Operational inefficiencies and weak revenue models are a few reasons why African startups fail in their first five years. The discussion centred on how startups must prioritise fundamentals, product–market fit, and operational efficiency over vanity metrics. 

Eweniyi explained that founders often underestimate the operational challenges that come with growth. “The work doesn’t get easier when you scale, it actually gets harder,” she said. “You’re multiplying how many people you have to teach, and you’re investing more into training managers and talent about the mission of the company.” She added that “the infrastructure that carries you to one million users cannot carry you to five million,” urging founders to prepare for scale before chasing it.

The climb to scale remains steep for African founders. In 2021, one in five startups raised a follow-on round after seed funding, but by 2023 that figure had dropped to just one in twenty. Series A and B investments also declined last year, falling by 18% and 27% respectively. These later-stage rounds are more than just opportunities to raise bigger checks, they signal that a startup has moved from potential to performance, from experimentation to disciplined execution. The widening gap between seed and growth funding reflects not a lack of ambition, but the deeper challenge of turning early traction into sustainable operations.

Additionally,  both speakers noted that scale often begins with understanding the right time to say ‘yes’ to partnerships, markets, or even customers that actually align with a company’s core mission. 

Ultimately, in today’s funding climate, scaling isn’t a speed race; it’s a test of resilience, strategy, and operational readiness. 

As Africa’s tech ecosystem matures, founders who survive the hype will be those who build patiently, intentionally, and with clear eyes on what truly works.

▶ _Set of tasks_
a: In the article on African startups, what share of startups raised a follow-on round after seed funding in 2023?
b: Rewrite the paragraph of the article on African startups that begins "The climb to scale remains steep" as a short bulleted list that keeps its main facts.
c: According to the article on African startups, in today's funding climate, what three things is scaling a test of?

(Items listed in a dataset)
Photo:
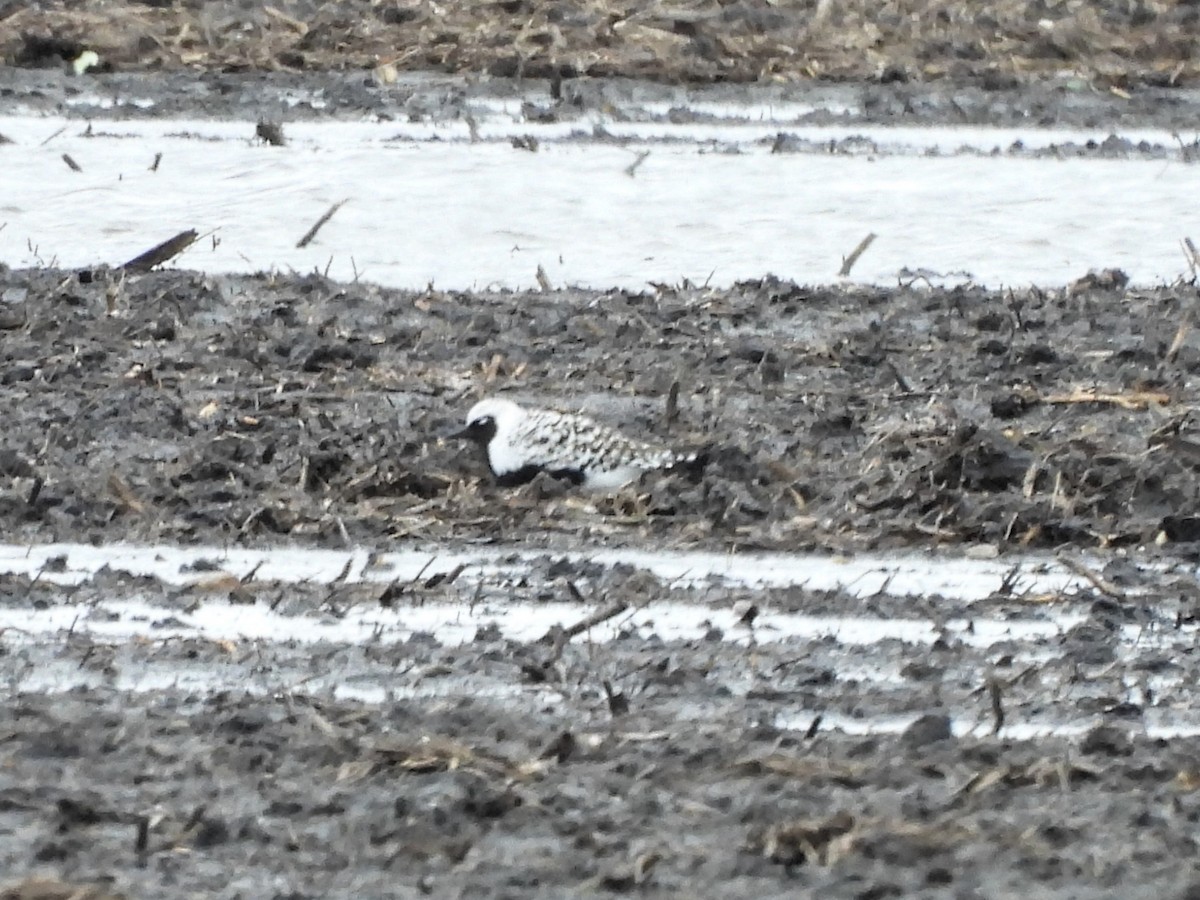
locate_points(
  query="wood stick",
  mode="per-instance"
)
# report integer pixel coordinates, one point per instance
(849, 262)
(631, 169)
(317, 226)
(592, 621)
(161, 252)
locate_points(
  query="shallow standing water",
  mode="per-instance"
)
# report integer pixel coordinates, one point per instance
(709, 203)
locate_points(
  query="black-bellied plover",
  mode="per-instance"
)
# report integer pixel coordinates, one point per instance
(520, 443)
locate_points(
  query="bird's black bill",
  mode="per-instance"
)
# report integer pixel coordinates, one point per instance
(481, 431)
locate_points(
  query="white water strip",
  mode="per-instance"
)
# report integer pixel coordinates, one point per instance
(864, 575)
(1157, 724)
(429, 207)
(117, 621)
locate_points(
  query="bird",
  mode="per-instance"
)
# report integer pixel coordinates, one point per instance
(521, 443)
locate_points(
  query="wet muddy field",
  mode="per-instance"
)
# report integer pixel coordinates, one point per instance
(552, 725)
(178, 406)
(181, 407)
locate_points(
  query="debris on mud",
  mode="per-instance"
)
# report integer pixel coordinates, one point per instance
(1119, 46)
(217, 408)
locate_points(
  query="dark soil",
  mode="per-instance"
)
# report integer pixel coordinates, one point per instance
(276, 409)
(184, 407)
(178, 406)
(1115, 45)
(508, 769)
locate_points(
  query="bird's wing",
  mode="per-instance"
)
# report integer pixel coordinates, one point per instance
(564, 441)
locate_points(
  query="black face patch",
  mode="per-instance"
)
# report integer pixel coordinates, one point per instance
(528, 473)
(481, 431)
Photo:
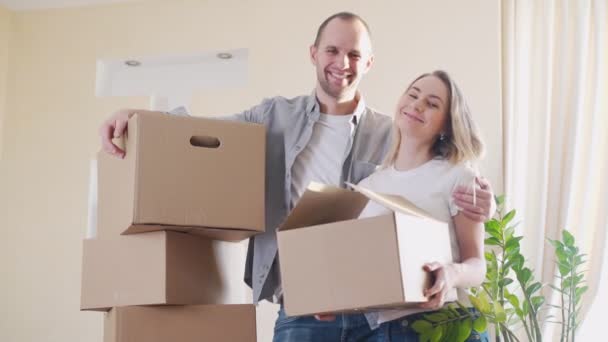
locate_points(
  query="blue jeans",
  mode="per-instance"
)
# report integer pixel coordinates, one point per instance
(350, 328)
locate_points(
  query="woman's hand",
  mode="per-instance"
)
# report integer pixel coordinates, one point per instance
(478, 207)
(444, 282)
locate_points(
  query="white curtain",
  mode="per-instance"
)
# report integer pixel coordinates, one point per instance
(555, 110)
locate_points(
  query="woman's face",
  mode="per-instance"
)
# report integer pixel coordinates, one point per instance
(422, 109)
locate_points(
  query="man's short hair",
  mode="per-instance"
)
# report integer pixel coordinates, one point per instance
(341, 15)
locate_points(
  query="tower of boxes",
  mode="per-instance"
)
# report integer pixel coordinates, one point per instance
(184, 184)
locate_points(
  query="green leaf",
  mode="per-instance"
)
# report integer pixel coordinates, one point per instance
(421, 326)
(499, 200)
(492, 241)
(537, 302)
(533, 288)
(480, 324)
(518, 262)
(509, 232)
(524, 275)
(504, 282)
(499, 313)
(436, 334)
(426, 336)
(481, 302)
(492, 227)
(525, 308)
(579, 293)
(513, 300)
(513, 242)
(568, 238)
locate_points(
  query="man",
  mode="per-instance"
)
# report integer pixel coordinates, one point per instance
(330, 137)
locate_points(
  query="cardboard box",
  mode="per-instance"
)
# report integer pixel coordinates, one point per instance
(333, 262)
(196, 175)
(200, 323)
(152, 268)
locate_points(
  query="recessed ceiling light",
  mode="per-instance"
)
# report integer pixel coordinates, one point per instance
(224, 55)
(132, 62)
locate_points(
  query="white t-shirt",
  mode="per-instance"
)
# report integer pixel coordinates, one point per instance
(430, 188)
(322, 158)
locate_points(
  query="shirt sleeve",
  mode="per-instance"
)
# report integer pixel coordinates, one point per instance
(463, 176)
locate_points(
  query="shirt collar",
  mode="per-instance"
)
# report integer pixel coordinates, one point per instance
(313, 106)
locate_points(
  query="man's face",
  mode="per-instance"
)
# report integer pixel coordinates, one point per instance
(343, 56)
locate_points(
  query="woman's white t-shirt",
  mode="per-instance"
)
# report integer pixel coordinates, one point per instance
(430, 188)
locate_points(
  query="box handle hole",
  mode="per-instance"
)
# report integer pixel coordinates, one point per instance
(204, 141)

▶ _Responses by item number_
a: One in twenty.

b:
- Scaling remains difficult for African founders.
- One in five startups raised a follow-on round after seed funding in 2021, but only one in twenty did by 2023.
- Last year, Series A investments fell by 18% and Series B by 27%.
- Later-stage rounds show that a startup has moved from potential to performance and from experimentation to disciplined execution.
- The widening gap between seed and growth funding reflects the challenge of turning early traction into sustainable operations, not a lack of ambition.

c: Resilience, strategy, and operational readiness.